··· RECORD LIST

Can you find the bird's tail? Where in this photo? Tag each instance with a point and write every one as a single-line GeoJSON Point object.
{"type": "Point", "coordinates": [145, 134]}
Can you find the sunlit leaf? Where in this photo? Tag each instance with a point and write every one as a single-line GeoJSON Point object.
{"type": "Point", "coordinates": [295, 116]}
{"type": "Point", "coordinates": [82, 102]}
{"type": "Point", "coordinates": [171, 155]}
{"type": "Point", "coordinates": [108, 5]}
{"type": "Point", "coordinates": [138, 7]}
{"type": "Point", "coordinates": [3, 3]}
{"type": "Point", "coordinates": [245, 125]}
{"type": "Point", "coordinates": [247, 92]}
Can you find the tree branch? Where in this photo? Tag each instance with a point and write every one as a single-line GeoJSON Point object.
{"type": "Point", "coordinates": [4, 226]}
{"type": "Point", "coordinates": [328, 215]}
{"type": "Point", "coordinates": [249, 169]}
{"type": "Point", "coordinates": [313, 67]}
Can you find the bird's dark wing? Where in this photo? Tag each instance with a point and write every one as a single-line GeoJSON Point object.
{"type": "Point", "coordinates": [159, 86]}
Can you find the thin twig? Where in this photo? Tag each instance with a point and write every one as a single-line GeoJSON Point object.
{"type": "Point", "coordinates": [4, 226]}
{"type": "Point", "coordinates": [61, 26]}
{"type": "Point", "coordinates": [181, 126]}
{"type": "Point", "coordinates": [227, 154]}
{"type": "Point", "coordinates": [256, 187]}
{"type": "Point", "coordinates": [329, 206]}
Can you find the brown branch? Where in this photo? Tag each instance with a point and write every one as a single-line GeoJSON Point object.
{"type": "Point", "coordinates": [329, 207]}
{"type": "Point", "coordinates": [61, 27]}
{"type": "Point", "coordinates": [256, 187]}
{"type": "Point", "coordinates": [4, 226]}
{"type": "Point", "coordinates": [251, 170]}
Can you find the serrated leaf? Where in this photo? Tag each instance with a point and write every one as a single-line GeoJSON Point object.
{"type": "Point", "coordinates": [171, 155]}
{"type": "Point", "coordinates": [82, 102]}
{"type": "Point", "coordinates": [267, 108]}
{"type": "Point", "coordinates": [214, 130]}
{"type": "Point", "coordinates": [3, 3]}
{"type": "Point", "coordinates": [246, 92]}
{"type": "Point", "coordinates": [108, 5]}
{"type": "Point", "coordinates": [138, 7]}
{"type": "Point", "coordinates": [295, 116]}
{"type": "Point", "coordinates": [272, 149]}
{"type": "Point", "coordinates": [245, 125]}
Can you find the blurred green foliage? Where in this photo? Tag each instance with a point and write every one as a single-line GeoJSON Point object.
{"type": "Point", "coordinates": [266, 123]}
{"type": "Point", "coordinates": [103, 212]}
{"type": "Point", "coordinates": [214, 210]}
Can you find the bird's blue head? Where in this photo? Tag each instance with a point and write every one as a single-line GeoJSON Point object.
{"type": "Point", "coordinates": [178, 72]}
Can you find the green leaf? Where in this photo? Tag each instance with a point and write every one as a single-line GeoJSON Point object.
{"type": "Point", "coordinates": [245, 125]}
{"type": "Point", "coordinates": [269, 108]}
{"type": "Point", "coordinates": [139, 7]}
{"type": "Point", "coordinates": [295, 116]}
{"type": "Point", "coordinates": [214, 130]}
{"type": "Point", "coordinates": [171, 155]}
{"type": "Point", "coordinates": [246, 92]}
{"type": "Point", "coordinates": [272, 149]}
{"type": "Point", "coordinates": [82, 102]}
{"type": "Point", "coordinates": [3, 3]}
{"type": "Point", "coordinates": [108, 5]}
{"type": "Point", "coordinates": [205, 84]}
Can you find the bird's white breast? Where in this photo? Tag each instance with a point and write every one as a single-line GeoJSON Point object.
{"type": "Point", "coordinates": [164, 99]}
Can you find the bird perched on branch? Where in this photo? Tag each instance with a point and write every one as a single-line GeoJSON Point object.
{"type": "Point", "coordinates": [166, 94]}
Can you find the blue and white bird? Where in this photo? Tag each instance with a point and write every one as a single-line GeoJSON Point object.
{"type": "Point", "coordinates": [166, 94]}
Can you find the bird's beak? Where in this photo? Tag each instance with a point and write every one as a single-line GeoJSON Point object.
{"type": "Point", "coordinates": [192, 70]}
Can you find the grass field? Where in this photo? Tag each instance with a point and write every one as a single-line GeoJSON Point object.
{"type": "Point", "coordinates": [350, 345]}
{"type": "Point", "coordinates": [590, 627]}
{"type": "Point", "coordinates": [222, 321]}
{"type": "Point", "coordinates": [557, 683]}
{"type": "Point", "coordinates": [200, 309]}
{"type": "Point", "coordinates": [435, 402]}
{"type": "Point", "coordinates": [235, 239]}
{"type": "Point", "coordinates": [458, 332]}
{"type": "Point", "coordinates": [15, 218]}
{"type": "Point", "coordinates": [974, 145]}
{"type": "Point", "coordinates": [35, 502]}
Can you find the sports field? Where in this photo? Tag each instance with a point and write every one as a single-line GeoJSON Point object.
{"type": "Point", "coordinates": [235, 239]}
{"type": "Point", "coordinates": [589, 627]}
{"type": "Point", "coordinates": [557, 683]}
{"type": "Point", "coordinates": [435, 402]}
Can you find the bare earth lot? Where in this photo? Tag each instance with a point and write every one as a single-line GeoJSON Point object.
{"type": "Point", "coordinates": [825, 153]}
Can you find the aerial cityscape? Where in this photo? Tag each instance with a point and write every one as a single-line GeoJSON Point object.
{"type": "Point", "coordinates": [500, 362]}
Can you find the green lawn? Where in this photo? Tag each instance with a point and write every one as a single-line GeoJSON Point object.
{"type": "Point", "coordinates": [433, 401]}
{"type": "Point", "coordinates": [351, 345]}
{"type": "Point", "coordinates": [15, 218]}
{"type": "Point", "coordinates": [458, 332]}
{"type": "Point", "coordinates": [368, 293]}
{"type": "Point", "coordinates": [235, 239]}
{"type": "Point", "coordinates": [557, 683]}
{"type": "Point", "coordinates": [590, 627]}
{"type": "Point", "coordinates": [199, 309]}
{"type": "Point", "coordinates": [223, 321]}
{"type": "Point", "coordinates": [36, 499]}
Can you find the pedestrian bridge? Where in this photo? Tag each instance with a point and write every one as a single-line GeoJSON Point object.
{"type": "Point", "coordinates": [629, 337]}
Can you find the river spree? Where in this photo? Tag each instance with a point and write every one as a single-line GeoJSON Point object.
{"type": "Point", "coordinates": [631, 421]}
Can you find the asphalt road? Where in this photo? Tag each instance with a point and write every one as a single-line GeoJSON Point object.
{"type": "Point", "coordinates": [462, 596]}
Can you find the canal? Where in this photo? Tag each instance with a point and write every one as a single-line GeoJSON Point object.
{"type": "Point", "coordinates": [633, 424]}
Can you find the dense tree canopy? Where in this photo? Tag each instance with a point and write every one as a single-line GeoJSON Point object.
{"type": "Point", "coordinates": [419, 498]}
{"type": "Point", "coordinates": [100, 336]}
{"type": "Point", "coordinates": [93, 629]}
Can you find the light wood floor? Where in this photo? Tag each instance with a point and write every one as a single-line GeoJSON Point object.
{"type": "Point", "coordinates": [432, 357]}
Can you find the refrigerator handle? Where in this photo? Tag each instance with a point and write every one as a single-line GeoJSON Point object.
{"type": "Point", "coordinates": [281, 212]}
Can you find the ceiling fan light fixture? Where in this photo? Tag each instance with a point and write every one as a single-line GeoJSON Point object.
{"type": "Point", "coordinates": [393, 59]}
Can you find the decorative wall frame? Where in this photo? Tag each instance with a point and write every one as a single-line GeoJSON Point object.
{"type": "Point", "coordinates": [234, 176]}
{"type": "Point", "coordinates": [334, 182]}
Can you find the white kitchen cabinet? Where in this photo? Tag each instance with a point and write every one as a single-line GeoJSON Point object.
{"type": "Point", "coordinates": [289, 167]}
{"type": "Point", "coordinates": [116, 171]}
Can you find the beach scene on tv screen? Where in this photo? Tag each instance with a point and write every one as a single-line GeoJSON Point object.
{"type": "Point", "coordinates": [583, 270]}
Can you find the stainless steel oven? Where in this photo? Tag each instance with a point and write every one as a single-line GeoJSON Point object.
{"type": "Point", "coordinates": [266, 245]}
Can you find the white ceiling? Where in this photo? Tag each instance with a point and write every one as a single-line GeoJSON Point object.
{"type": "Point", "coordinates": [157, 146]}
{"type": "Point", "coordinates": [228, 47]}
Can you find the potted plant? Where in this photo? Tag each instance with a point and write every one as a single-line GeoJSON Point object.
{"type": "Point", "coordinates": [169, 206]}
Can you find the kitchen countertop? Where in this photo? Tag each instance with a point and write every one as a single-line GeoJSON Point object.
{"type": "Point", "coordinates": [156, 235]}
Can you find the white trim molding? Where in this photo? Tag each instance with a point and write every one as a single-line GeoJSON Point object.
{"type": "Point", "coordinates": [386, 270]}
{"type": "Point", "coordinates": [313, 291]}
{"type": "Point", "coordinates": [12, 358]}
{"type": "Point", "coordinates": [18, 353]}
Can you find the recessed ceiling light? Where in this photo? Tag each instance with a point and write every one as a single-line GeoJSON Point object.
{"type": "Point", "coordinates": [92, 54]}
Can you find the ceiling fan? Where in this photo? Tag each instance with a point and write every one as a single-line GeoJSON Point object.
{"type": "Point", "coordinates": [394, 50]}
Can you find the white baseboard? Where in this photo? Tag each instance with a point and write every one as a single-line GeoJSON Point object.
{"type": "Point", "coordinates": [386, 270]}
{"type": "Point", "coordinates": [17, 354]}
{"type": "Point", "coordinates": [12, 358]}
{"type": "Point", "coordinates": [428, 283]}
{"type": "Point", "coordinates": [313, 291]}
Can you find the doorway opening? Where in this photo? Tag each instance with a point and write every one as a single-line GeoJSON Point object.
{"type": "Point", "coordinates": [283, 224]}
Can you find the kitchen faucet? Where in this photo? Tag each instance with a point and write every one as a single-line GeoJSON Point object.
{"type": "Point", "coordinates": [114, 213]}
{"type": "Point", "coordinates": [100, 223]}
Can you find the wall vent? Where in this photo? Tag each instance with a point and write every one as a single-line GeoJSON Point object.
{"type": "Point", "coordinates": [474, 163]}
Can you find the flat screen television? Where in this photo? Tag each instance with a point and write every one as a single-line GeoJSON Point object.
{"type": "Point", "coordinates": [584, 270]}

······

TASK TO CARRY OUT ->
Your task is to write out the lines from the one with "Can you find the doorway" through the end of the records, exactly and with nothing added.

ANSWER TO THIS TASK ->
Can you find the doorway opening? Where in this photo? Tag each instance with a point and write every one as a single-line GeoJSON Point object.
{"type": "Point", "coordinates": [283, 224]}
Can you find the kitchen faucet? Where in this photo? Tag each instance with a point and write every one as a single-line GeoJSON Point object.
{"type": "Point", "coordinates": [114, 213]}
{"type": "Point", "coordinates": [100, 223]}
Can you find the wall vent? Where in this photo? Tag each instance with a point and write every one as a single-line GeoJSON Point object.
{"type": "Point", "coordinates": [474, 163]}
Can you find the flat screen television? Where in this photo? Tag each instance with a point and write every one as a single-line GeoJSON Point object.
{"type": "Point", "coordinates": [584, 270]}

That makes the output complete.